I verbally warned wm that he had 15 minutes & then warned him every 3 minutes until it was time to shut down. I also set 2 timers - one in the kitchen & one in the living room. It took awhile but wm learned that the longer he fought after the timer went off was time he missed that evening on his game. Additionally, once the timer is set it's not me telling him it's time to stop it's the timer. Seemed to stop his arguments with me but he'd throw the timer every now & then.

We slowly worked wm from playing games to reading a book outloud. Now, in his group home, wm reads the paper in the morning.

Give it a shot - may or may not work.
 

DaisyFace

Love me...Love me not
I agree with Linda--

That is waaayyy too much of a change for him...and it sounds like you need to implement a "step down" from the stimulation of video games.

--DaisyFace
 

Shari

IsItFridayYet?
Does he like any tv cartoons?

You could record or purchase short cartoon clips and ahe can watch those until bus time based on how much time you have...if its 35 minutes til bus time, you can pick a 30 minutes cartoon, so he's not leaving anything "unfinished" or in the middle.

The timer is a good idea. Also, you can get a timer that has a "stoplight" on it. You set when the lights change, but its green while there's plenty of time left, yellow when its almost time to go, and red when times up. Helped my wee difficult child since time and numbers on a clock are so foreign to him....he could "get" the red/yellow/green that he can easily see.
 

JJJ

Active Member
We had the same problem with video games so we do as Shari suggested. I start the 30 minute video, 35 minutes before the bus gets there. If he is 100% ready for school (medications, dressed, hair, backpack, etc) then I turn on the sound. When the video ended he knew it was time to get his coat on and go to the door. That was last year. This year he is able to watch regular tv and when it is time, if his show isn't over he just hits record and goes to the bus. It does get easier with time (spoken as the mom who took her child to school in his underpants once because he refused to get dressed thinking it would get him out of school).
 

Marguerite

Active Member
Keep him aware of exactly how much time he has got, the whole time. Yes, we found that giving warnings of "OK, you have 15 minutes left." "Now you have ten minutes left" was good, but often he would get frustrated with being told this repeatedly and would even say, "You distracted me! I just lost my place," or whatever.

Wii Fit is a good ting to play before school. Or Big Brain Academy. But these days I wouldlet my kids know from the beginning, how mi=uch time they have, so they can plan their whole game play.

For example, "difficult child 3, we have to leave in an hour and a half. This means that whatever you choose to play, you have to shut it off in an hour and 25 minutes. So what will fit in with this plan?"

→ ENTRIES SUPPLIED:
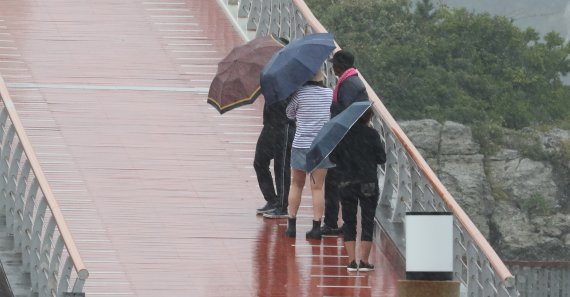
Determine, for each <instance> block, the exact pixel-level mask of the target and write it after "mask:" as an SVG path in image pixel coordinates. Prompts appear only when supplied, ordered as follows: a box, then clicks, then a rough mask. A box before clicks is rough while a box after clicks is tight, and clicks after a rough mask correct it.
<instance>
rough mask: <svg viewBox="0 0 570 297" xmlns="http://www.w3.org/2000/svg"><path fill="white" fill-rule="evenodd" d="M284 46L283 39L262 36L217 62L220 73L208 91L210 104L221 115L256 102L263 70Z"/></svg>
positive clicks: (218, 72)
mask: <svg viewBox="0 0 570 297" xmlns="http://www.w3.org/2000/svg"><path fill="white" fill-rule="evenodd" d="M283 46H284V44H283V43H282V42H281V40H279V39H277V38H275V37H274V36H262V37H257V38H255V39H253V40H251V41H249V42H248V43H246V44H243V45H240V46H237V47H235V48H233V49H232V51H231V52H230V53H229V54H228V55H227V56H226V57H225V58H224V59H223V60H222V61H220V63H218V71H217V72H216V76H215V77H214V80H212V83H211V84H210V91H209V92H208V103H209V104H211V105H212V106H214V107H215V108H216V109H217V110H218V111H219V112H220V114H223V113H224V112H226V111H228V110H232V109H234V108H236V107H238V106H242V105H244V104H251V103H253V102H254V101H255V99H257V97H258V96H259V94H260V93H261V91H260V86H259V79H260V73H261V69H263V67H264V66H265V64H266V63H267V62H268V61H269V60H270V59H271V57H272V56H273V54H274V53H276V52H277V51H278V50H280V49H281V48H283Z"/></svg>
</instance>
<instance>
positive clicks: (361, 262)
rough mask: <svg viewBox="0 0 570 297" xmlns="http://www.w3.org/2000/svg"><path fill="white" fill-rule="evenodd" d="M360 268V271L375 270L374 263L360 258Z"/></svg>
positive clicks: (368, 270) (367, 270)
mask: <svg viewBox="0 0 570 297" xmlns="http://www.w3.org/2000/svg"><path fill="white" fill-rule="evenodd" d="M358 270H360V271H372V270H374V265H372V264H370V263H364V262H362V260H360V264H358Z"/></svg>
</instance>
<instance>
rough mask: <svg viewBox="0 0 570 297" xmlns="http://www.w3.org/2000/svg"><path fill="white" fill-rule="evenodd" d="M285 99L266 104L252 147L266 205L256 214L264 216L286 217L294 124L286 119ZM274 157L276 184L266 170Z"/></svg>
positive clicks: (285, 101)
mask: <svg viewBox="0 0 570 297" xmlns="http://www.w3.org/2000/svg"><path fill="white" fill-rule="evenodd" d="M287 104H288V100H282V101H280V102H277V103H275V104H271V105H269V106H268V105H265V106H264V108H263V128H262V130H261V133H260V134H259V138H258V139H257V145H256V146H255V157H254V160H253V168H254V169H255V173H256V175H257V182H258V184H259V189H260V190H261V193H262V194H263V198H264V199H265V205H264V206H263V207H261V208H259V209H257V214H263V216H264V217H265V218H287V206H288V203H287V198H288V197H289V187H290V185H291V167H290V160H291V144H292V143H293V138H294V137H295V123H294V122H293V121H291V120H289V119H288V118H287V114H286V109H287ZM271 160H273V173H274V175H275V185H274V183H273V177H272V176H271V171H270V170H269V165H270V163H271Z"/></svg>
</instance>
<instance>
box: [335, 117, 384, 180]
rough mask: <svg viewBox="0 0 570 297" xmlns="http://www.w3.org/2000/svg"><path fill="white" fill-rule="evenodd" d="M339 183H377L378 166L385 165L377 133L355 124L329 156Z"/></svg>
mask: <svg viewBox="0 0 570 297" xmlns="http://www.w3.org/2000/svg"><path fill="white" fill-rule="evenodd" d="M330 160H331V161H332V162H333V163H335V164H336V166H337V167H336V169H337V171H338V172H339V174H340V181H341V182H354V183H371V182H378V165H382V164H384V163H386V152H385V150H384V145H383V144H382V141H381V139H380V135H378V132H376V130H374V128H371V127H368V126H367V125H365V124H362V123H360V122H357V123H356V124H354V126H352V128H351V129H350V130H349V131H348V133H347V134H346V136H345V137H344V138H343V139H342V140H341V141H340V143H339V144H338V145H337V146H336V148H335V149H334V150H333V152H332V153H331V155H330Z"/></svg>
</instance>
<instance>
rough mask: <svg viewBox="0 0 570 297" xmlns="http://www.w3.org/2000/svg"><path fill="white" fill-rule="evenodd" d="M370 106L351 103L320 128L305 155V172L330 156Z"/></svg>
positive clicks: (370, 102)
mask: <svg viewBox="0 0 570 297" xmlns="http://www.w3.org/2000/svg"><path fill="white" fill-rule="evenodd" d="M371 105H372V103H371V102H370V101H359V102H355V103H352V104H351V105H350V106H349V107H347V108H346V109H345V110H344V111H342V112H341V113H340V114H338V115H337V116H336V117H334V118H332V119H331V120H330V121H328V122H327V123H326V124H325V125H324V126H323V128H321V130H320V131H319V133H318V134H317V136H316V137H315V139H314V140H313V143H311V148H310V149H309V152H308V153H307V172H311V171H313V170H314V169H315V168H317V166H319V164H321V162H322V161H323V160H324V159H325V158H326V157H328V156H329V155H330V153H331V152H332V151H333V149H334V148H335V147H336V146H337V145H338V144H339V142H340V141H341V140H342V138H343V137H344V136H345V135H346V133H348V130H350V128H351V127H352V125H354V123H356V121H358V119H359V118H360V117H361V116H362V115H363V114H364V113H365V112H366V110H368V108H370V106H371Z"/></svg>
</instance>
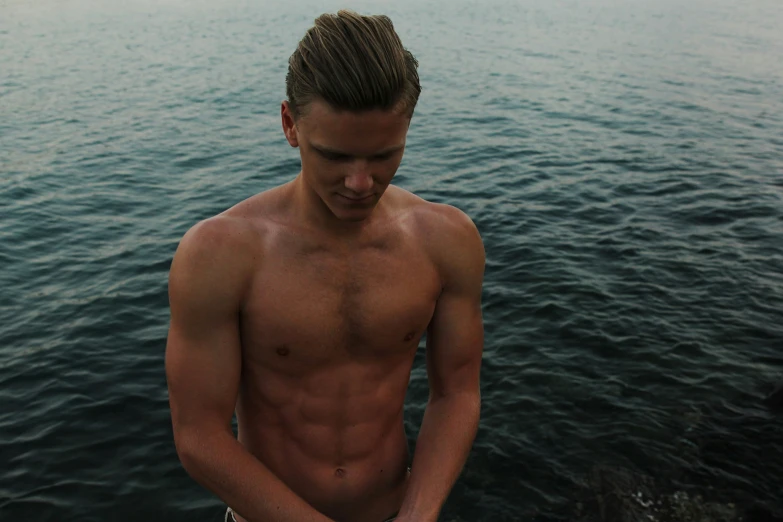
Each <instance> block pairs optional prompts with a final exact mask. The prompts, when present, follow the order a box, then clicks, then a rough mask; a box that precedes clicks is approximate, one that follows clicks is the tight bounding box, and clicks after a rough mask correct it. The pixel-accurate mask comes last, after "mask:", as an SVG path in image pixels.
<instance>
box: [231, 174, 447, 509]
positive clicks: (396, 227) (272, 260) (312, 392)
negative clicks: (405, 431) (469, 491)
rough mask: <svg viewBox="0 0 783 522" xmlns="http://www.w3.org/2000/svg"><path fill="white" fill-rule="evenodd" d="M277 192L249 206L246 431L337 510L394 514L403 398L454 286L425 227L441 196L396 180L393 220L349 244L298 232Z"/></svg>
mask: <svg viewBox="0 0 783 522" xmlns="http://www.w3.org/2000/svg"><path fill="white" fill-rule="evenodd" d="M276 197H277V198H278V199H279V198H280V197H282V196H281V195H275V194H274V193H272V194H266V195H265V194H262V195H259V196H257V198H259V199H258V200H256V201H253V200H249V201H248V202H246V203H245V204H243V206H242V207H240V208H238V209H237V212H238V213H241V215H242V216H244V217H246V218H247V219H250V220H252V221H253V223H254V226H255V227H257V228H258V230H259V234H258V237H259V241H260V247H259V252H258V254H257V263H256V268H255V272H254V276H253V278H252V283H251V285H250V287H249V288H248V292H247V295H246V297H245V300H244V306H243V310H242V313H241V317H240V320H241V338H242V350H243V353H242V378H241V379H242V380H241V384H240V394H239V400H238V403H237V419H238V424H239V439H240V441H241V442H242V444H243V445H244V446H245V447H246V448H247V449H248V450H249V451H250V452H251V453H252V454H253V455H255V456H256V457H257V458H258V459H259V460H260V461H261V462H263V463H264V464H265V465H266V466H267V467H268V468H269V469H270V470H271V471H272V472H274V473H275V474H276V475H277V476H278V477H279V478H280V479H281V480H282V481H283V482H285V483H286V484H287V485H288V486H289V487H290V488H291V489H292V490H293V491H294V492H296V493H297V494H298V495H299V496H301V497H302V498H303V499H304V500H306V501H307V502H308V503H310V504H311V505H312V506H313V507H315V508H316V509H318V510H319V511H321V512H322V513H324V514H325V515H327V516H329V517H330V518H333V519H334V520H337V521H340V522H354V521H363V522H366V521H373V520H378V521H380V520H384V519H385V518H386V517H389V516H391V515H393V514H394V512H395V511H396V510H397V509H398V508H399V506H400V503H401V501H402V497H403V496H404V494H405V486H406V469H407V466H408V462H409V454H408V446H407V439H406V435H405V431H404V426H403V403H404V400H405V394H406V389H407V386H408V380H409V377H410V370H411V366H412V363H413V358H414V355H415V353H416V349H417V346H418V344H419V341H420V339H421V336H422V334H423V333H424V332H425V330H426V328H427V325H428V324H429V322H430V319H431V318H432V314H433V312H434V309H435V304H436V301H437V298H438V295H439V293H440V289H441V282H440V278H439V275H438V271H437V269H436V267H435V264H434V263H433V261H432V259H431V257H430V256H429V255H428V252H427V249H426V244H425V243H426V242H425V241H424V240H423V236H422V235H421V234H420V232H419V227H418V226H417V223H418V222H419V221H420V219H421V212H423V211H425V209H426V208H427V206H428V205H431V204H429V203H426V202H424V201H423V200H420V199H418V198H416V197H415V196H412V195H410V194H408V193H406V192H404V191H402V190H401V189H397V188H394V187H389V189H388V191H387V195H384V198H388V200H389V201H390V203H389V204H388V205H387V207H386V208H387V209H392V210H390V211H389V212H388V219H384V220H381V221H379V222H378V223H377V224H376V225H374V226H373V227H372V228H371V229H370V230H369V231H368V233H367V234H366V235H364V236H362V237H360V238H358V239H357V240H355V241H349V242H346V241H340V240H336V239H330V238H328V237H325V235H324V234H321V233H318V232H316V231H314V230H308V229H303V228H301V227H297V226H296V225H295V224H294V222H293V221H291V220H290V219H288V218H287V217H286V216H285V212H284V210H280V211H278V210H275V209H276V208H281V209H282V208H284V205H277V204H276V203H277V201H276V200H275V198H276ZM263 198H267V200H266V201H264V199H263ZM260 209H264V210H260ZM270 209H271V210H270Z"/></svg>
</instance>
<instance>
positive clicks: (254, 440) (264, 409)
mask: <svg viewBox="0 0 783 522" xmlns="http://www.w3.org/2000/svg"><path fill="white" fill-rule="evenodd" d="M414 351H415V350H414ZM410 355H411V356H410V357H407V356H406V357H405V358H404V360H402V359H401V358H400V357H394V358H393V359H396V360H394V361H392V360H385V361H383V362H382V364H379V361H377V360H373V361H372V363H368V364H364V365H363V364H358V363H355V362H352V363H345V364H340V365H335V366H332V365H330V367H329V368H319V369H318V370H317V371H310V372H307V373H306V374H304V375H303V374H302V373H301V372H293V373H296V374H297V375H285V372H281V371H279V369H276V370H277V371H275V370H271V369H269V368H263V367H258V366H255V365H252V364H250V365H248V364H247V363H246V364H245V366H244V371H243V376H242V379H243V382H242V387H241V392H240V397H239V402H238V404H237V406H238V407H237V418H238V421H239V422H238V424H239V440H240V442H241V443H242V444H243V445H244V446H245V448H246V449H247V450H248V451H249V452H250V453H252V454H253V455H254V456H255V457H256V458H258V459H259V460H260V461H261V462H262V463H263V464H264V465H265V466H266V467H268V468H269V469H270V471H272V472H273V473H274V474H275V475H276V476H277V477H278V478H279V479H280V480H282V481H283V482H284V483H285V484H286V485H287V486H288V487H289V488H291V489H292V490H293V491H294V492H295V493H296V494H297V495H299V496H300V497H301V498H302V499H304V500H305V501H306V502H307V503H308V504H310V505H311V506H313V507H314V508H315V509H317V510H318V511H320V512H321V513H323V514H324V515H326V516H328V517H329V518H332V519H333V520H335V521H338V522H374V521H378V522H380V521H382V520H386V519H387V518H389V517H391V516H393V515H394V514H395V513H396V512H397V510H398V509H399V507H400V504H401V503H402V500H403V497H404V495H405V491H406V486H407V477H408V462H409V458H410V457H409V453H408V443H407V438H406V435H405V429H404V424H403V403H404V399H405V390H406V388H407V384H408V377H409V375H410V366H411V363H412V355H413V354H412V353H411V354H410ZM395 363H396V364H395ZM300 370H301V368H300ZM237 520H239V521H240V522H242V519H241V518H240V517H238V516H237Z"/></svg>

→ EXERCISE DESCRIPTION:
Answer these questions from the forum thread on ending video game time:
1. What does wm now read each morning in his group home?
2. What does each color on the "stoplight" timer that Shari describes signal?
3. How long before the bus arrives does JJJ start the 30-minute video?

→ COMPLETED TASK:
1. The paper.
2. Green means there's plenty of time left, yellow means it's almost time to go, and red means time's up.
3. 35 minutes.